- **The problem**: Restate, word for word, the lines from the opening line of the data through the line containing "Category: green iridescent feather", both included, and nothing else.

***** Data listing *****

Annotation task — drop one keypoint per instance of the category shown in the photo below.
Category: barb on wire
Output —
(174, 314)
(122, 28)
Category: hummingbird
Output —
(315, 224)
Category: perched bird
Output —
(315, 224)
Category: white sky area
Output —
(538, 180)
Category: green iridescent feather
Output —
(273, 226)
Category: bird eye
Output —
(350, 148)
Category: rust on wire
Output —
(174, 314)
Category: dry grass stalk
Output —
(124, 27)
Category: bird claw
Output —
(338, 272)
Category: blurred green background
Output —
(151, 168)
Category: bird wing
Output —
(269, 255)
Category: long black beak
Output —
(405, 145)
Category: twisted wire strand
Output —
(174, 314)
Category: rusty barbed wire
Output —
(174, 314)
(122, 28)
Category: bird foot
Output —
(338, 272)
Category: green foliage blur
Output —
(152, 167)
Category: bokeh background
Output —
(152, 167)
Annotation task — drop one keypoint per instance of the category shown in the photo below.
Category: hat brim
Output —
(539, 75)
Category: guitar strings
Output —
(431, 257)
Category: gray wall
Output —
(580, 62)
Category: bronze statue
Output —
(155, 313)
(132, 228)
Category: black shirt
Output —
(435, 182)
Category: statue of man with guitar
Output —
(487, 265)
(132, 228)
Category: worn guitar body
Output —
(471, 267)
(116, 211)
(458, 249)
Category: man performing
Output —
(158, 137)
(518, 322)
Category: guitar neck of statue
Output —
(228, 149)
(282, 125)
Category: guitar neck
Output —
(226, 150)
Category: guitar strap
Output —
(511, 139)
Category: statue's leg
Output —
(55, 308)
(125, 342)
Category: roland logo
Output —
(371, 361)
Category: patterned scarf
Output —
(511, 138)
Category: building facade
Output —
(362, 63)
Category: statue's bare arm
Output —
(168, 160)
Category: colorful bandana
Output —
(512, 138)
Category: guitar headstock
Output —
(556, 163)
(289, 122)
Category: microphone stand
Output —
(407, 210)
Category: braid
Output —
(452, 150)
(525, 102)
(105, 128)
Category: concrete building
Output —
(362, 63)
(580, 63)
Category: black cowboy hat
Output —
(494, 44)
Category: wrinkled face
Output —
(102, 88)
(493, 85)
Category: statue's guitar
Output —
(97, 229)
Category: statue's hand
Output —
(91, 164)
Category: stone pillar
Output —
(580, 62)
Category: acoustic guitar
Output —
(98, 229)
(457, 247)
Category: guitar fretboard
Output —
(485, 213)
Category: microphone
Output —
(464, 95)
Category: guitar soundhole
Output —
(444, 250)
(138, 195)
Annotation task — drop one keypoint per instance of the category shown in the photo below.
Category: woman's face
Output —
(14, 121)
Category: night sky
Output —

*****

- **Task solution**:
Annotation task — drop one keypoint per instance of the category shown in the photo below.
Category: barb on wire
Output —
(174, 314)
(122, 28)
Category: hummingbird
Output —
(315, 224)
Category: perched bird
Output —
(315, 224)
Category: white sky area
Output —
(538, 180)
Category: green iridescent feather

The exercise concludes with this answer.